Tekstfragment:
* * * * * * *

Denver zet light rail in als wapen in strijd tegen smog
In november dit jaar worden in de Amerikaanse stad Denver in één keer vier verschillende light-railroutes geopend en worden twee dubbelsporige trajecten met een totale lengte van 48 km toegevoegd aan het in 1992 geopende net, dat hiermee in omvang ruim wordt verdubbeld. Daarmee is Denver koploper in de Amerikaanse renaissance van het stedelijk railvervoer.
Stadstrams waren in de jaren 50 uit alle Amerikaanse steden verbannen. De auto leek de alleenheerschappij te krijgen. Toch nog onverwacht brak light rail in de VS door in San Diego, waar in 1981 een sneltramlijn in bedrijf werd genomen. Vanwege het succes in deze stad werd light rail ook gekozen door 20 andere Amerikaanse steden, waaronder Dallas, Los Angeles en Denver.

* * * * * * *

Aangeleverde gegevens:
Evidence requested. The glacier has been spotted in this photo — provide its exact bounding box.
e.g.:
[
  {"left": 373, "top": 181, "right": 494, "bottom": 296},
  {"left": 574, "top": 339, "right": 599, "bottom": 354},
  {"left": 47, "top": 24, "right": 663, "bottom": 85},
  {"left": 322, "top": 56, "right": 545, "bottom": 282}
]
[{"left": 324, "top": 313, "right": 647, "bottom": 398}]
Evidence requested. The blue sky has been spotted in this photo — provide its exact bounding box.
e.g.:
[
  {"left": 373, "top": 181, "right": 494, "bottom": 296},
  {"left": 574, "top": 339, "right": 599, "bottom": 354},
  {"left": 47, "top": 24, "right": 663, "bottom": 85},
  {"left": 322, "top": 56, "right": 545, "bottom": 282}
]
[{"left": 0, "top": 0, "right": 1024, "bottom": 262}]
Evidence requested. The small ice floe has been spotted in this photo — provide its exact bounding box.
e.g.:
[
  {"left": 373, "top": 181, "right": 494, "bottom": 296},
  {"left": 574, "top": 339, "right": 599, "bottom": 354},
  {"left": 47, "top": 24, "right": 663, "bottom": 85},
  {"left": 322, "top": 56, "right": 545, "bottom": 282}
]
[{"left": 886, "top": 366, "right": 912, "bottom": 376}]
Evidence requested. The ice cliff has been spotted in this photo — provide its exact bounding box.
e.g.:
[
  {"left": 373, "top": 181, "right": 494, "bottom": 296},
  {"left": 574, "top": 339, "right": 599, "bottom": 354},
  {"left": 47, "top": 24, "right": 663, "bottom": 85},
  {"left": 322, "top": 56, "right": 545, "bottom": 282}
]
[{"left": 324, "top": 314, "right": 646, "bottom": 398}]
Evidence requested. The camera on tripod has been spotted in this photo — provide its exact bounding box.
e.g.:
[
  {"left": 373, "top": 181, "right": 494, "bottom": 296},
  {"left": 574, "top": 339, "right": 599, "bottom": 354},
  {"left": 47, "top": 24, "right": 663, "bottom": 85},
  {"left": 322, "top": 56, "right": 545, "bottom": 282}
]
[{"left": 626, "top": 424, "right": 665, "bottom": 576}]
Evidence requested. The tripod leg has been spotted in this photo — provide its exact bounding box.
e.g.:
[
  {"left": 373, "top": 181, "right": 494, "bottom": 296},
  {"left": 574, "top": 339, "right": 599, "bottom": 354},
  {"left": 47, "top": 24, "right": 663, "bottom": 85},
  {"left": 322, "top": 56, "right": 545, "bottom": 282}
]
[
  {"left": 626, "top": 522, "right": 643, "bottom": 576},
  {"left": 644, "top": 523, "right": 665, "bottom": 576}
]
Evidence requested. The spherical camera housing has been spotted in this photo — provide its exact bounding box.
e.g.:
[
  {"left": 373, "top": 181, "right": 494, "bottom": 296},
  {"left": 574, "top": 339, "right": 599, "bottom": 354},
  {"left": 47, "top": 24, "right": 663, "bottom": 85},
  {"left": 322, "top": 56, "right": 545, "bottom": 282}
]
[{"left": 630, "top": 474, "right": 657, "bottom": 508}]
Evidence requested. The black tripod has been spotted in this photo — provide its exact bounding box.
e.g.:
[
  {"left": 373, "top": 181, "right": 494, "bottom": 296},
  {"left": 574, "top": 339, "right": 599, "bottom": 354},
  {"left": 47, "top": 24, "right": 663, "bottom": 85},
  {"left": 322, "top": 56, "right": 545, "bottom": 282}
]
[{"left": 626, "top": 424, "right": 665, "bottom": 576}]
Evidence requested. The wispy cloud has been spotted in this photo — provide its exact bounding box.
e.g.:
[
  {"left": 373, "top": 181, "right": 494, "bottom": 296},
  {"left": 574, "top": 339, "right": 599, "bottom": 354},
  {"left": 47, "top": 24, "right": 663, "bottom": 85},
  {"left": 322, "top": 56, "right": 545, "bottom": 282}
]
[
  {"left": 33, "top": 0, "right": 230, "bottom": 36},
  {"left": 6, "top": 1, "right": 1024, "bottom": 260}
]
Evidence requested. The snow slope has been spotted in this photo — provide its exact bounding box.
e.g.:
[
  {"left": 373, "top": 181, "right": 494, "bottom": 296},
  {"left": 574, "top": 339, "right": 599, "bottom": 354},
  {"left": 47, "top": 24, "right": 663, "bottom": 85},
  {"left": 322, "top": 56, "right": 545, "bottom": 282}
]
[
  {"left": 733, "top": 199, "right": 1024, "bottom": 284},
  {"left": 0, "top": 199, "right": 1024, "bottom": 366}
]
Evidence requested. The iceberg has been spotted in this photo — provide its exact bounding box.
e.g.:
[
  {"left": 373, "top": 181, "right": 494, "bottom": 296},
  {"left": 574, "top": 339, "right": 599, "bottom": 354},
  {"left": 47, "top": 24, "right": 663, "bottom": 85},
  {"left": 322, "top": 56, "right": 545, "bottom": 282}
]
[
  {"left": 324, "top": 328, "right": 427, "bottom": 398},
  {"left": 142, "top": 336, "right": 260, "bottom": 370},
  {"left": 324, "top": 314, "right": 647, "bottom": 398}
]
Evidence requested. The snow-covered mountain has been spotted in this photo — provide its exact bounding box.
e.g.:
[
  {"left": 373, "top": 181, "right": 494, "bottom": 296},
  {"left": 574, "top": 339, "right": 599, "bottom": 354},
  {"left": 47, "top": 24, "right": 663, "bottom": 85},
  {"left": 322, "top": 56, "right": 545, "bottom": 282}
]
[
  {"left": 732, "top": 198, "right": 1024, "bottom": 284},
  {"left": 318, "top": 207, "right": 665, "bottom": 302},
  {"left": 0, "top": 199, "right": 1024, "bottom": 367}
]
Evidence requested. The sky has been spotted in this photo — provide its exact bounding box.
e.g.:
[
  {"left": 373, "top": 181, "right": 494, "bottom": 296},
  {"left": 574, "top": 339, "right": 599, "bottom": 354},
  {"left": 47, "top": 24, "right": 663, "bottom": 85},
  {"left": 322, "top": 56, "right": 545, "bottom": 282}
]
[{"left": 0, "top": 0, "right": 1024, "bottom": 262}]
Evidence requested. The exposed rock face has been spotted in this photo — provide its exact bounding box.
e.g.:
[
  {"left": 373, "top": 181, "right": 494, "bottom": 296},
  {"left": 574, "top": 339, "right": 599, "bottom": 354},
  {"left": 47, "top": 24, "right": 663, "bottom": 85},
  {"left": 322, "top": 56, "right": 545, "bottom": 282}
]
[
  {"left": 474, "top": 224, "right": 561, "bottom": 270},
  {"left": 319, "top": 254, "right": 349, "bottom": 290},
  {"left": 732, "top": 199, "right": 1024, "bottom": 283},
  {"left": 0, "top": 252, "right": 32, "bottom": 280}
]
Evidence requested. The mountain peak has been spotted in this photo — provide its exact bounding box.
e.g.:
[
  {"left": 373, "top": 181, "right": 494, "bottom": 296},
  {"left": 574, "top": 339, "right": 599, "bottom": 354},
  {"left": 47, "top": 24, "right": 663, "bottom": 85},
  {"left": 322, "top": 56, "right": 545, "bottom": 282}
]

* * * * * * *

Aan de slag:
• a. In welk jaar werd het light-railnet van Denver volgens de tekst over light rail in Denver geopend?
• b. Schrijf de tekst over light rail in Denver verder vanaf de laatste zin.

Antwoorden:
• a. In 1992.

• b.
Voor Denver, de ‘mile-high city’ op 1500 m hoogte aan de voet van de Rocky Mountains, was de keuze voor het ‘schone’ light rail voor de hand liggend, omdat de luchtvervuiling in de dunne lucht er soms ondraaglijk is. De light-raillijnen blijken een succes. Ze zijn frequent, snel, schoon en graffitivrij. Alle nieuwe sporen liggen op vrije banen, die - bijna geheel in rechte lijn - grotendeels over voormalige goederenspoorlijnen lopen. In de reguliere dienstregeling worden snelheden bereikt van 90 km/uur.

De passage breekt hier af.